-- Supplied text follows --

A former high-ranking U.S. intelligence official told the Post that Flame, and its more infamous cousin Stuxnet, were part of broader covert action against the Iranian regime by the CIA, the National Security Agency and the Israeli military.

Flame — which masqueraded as a routine Microsoft update — mapped out  Iran’s computer networks and transmitted data and intelligence back to the countries conducting the operation.

“This is about preparing the battlefield for another type of covert action,” the official told the Post.

The report comes amid growing concern among U.S. politicians and officials over the recurring security leaks and escalating tensions over Iranian development of its own nuclear program.

Intimate details of the Obama administration’s cyberwarfare program were first reported by The New York Times in early June, in advance of the release of a new book, “Confront and Conceal,” by David E. Sanger.  The Times report by the same author said that Obama ramped up cyber attacks against Iran as part of a larger classified program called Olympic Games. Olympic Games is a program that began under President George W. Bush in 2006, when the option of an all-out military attack against Iran was considered off the table.

Stuxnet — the first known computer virus to cause physical damage to a system — was revealed to have been a part of that program. Analysts long suspected that it was developed in relative cooperation between the U.S. and Israel.

The virus reprogrammed the computers at the Iranian nuclear facility at Natanz to destroy centrifuges necessary for enriching uranium.

Flame, an Iranian official announced on its state controlled radio in late May, also infected networks connected to the country’s oil fields, among other sectors of Iran’s economy.

A group of anonymous Israeli intelligence agents recently expressed their frustration that the U.S. has taken too much credit for the joint program.

-- Supplied text concluded --

**Assigned task:** Edit the article from "Flame — which" through "conducting the operation.", replacing "routine" with "standard". The material that comes next has no connection to the article.

-- Data under study follows --

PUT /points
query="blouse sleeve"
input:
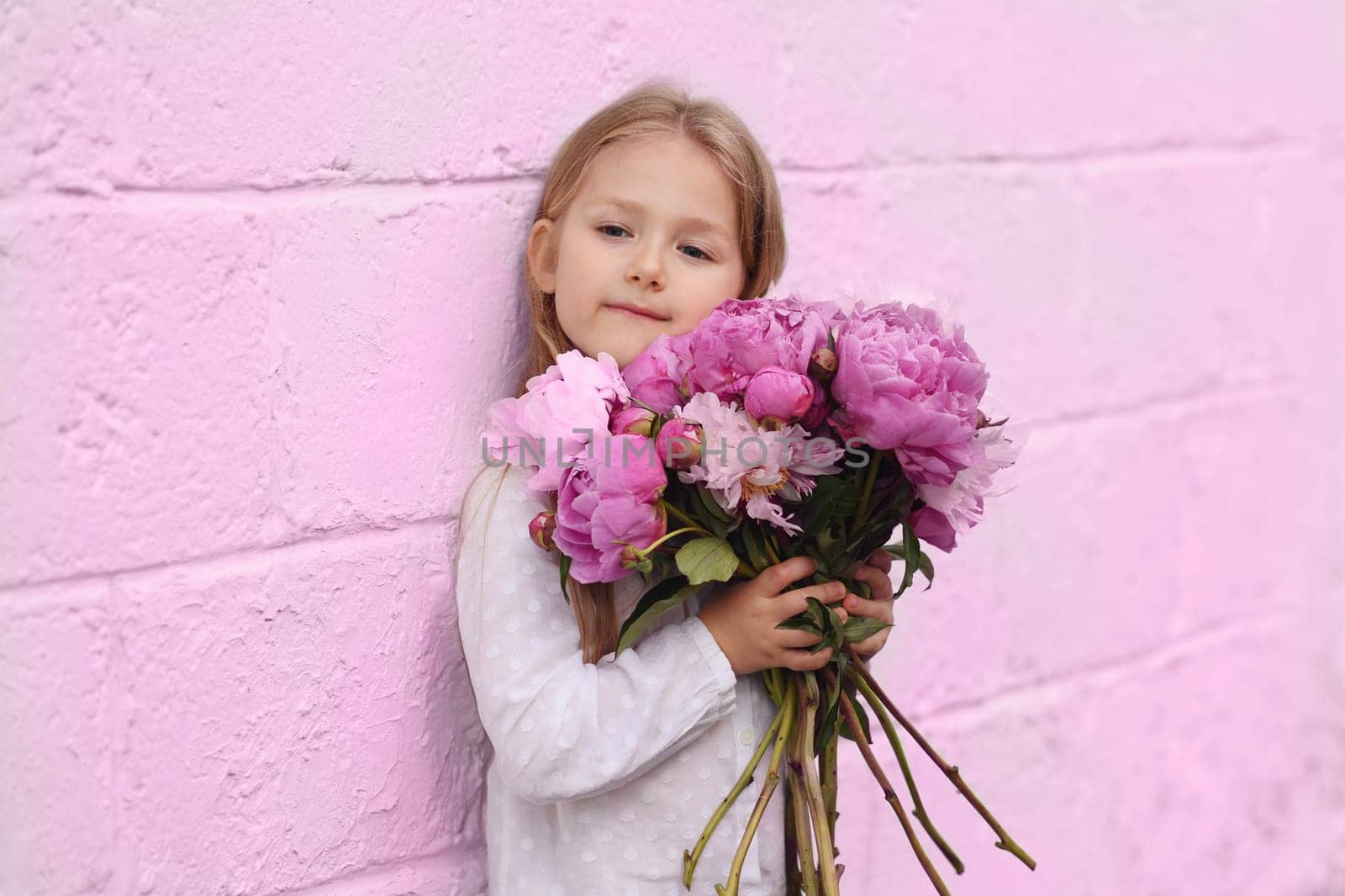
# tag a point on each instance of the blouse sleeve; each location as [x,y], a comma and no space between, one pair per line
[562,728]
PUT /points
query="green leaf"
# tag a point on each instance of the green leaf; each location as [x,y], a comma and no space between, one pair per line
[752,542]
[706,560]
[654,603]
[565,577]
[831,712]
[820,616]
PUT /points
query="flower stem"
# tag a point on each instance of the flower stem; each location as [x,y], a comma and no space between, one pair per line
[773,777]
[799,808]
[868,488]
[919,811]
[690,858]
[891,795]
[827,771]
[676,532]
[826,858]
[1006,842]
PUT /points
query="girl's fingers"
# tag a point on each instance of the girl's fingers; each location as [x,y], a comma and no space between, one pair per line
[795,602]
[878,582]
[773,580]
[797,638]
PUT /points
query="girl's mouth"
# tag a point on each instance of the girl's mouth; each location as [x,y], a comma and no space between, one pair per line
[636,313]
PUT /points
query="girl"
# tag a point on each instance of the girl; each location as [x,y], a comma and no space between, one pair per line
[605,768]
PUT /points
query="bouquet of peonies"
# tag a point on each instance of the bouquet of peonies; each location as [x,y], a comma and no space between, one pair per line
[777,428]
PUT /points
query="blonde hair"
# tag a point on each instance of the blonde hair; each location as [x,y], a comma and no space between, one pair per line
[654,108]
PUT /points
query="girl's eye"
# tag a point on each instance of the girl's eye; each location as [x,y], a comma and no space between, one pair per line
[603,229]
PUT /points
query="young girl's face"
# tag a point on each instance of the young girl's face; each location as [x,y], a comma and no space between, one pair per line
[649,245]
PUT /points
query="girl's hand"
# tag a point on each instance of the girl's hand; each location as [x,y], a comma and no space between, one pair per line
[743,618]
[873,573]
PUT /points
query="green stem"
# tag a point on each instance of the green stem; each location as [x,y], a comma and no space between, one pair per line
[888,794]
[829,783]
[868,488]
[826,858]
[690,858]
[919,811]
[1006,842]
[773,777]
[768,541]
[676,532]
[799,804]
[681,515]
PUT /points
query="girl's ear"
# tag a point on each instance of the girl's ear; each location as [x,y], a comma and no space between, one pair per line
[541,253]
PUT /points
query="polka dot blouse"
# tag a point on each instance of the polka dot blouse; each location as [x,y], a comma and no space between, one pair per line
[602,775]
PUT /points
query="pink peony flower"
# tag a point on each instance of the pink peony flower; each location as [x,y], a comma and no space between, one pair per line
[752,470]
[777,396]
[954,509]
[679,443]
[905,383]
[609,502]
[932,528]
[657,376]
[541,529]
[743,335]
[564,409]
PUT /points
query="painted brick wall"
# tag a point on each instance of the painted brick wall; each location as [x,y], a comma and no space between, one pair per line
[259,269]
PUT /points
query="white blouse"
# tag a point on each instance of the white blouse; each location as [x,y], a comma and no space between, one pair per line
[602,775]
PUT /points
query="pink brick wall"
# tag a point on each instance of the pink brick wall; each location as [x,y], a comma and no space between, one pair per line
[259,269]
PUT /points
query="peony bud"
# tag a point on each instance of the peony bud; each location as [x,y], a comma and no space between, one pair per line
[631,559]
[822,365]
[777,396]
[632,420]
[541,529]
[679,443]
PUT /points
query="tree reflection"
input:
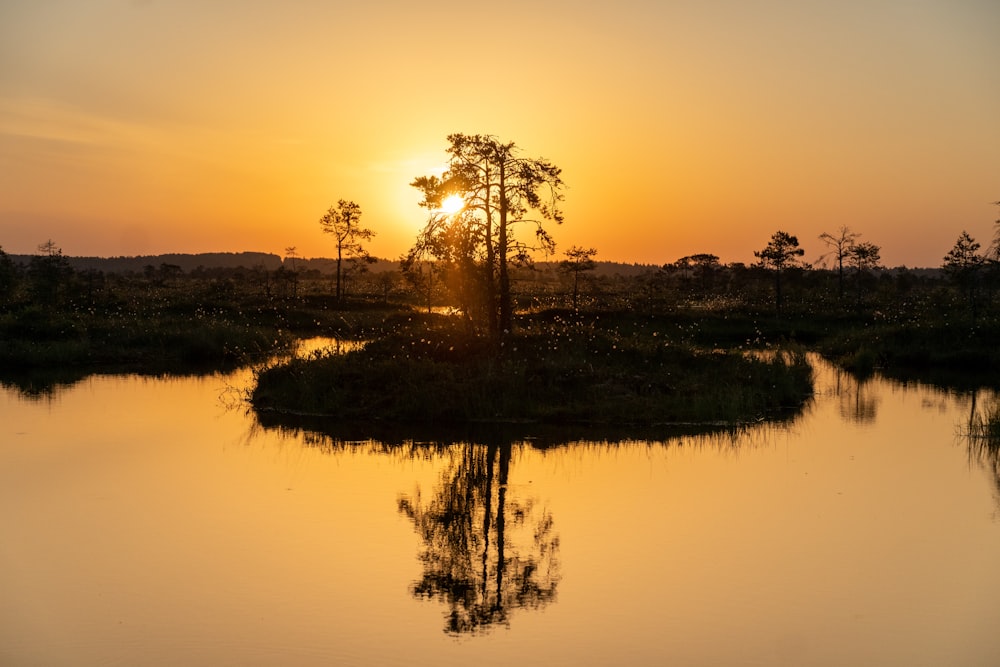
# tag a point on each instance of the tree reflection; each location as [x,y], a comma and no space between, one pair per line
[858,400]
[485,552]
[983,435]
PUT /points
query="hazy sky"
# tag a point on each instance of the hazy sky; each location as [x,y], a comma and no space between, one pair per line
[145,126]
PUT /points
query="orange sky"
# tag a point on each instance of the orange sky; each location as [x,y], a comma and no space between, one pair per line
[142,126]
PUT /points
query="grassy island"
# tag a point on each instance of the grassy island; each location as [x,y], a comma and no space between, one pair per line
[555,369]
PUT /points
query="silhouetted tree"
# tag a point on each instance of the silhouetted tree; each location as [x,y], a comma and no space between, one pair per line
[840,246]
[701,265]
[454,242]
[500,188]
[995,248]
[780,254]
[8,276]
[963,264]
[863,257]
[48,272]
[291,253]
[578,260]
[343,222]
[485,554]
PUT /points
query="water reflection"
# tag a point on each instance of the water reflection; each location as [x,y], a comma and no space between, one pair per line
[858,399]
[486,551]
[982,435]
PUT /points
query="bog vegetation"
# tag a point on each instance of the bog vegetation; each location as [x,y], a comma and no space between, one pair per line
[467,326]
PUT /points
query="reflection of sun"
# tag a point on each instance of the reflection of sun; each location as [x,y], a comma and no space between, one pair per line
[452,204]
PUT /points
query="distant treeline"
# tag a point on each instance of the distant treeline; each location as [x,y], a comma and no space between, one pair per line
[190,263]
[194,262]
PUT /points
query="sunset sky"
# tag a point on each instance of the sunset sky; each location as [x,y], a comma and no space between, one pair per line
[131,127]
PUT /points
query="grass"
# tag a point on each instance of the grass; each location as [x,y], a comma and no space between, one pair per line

-- Data under study concluded --

**Written response:**
Flame — which masqueraded as a standard Microsoft update — mapped out  Iran’s computer networks and transmitted data and intelligence back to the countries conducting the operation.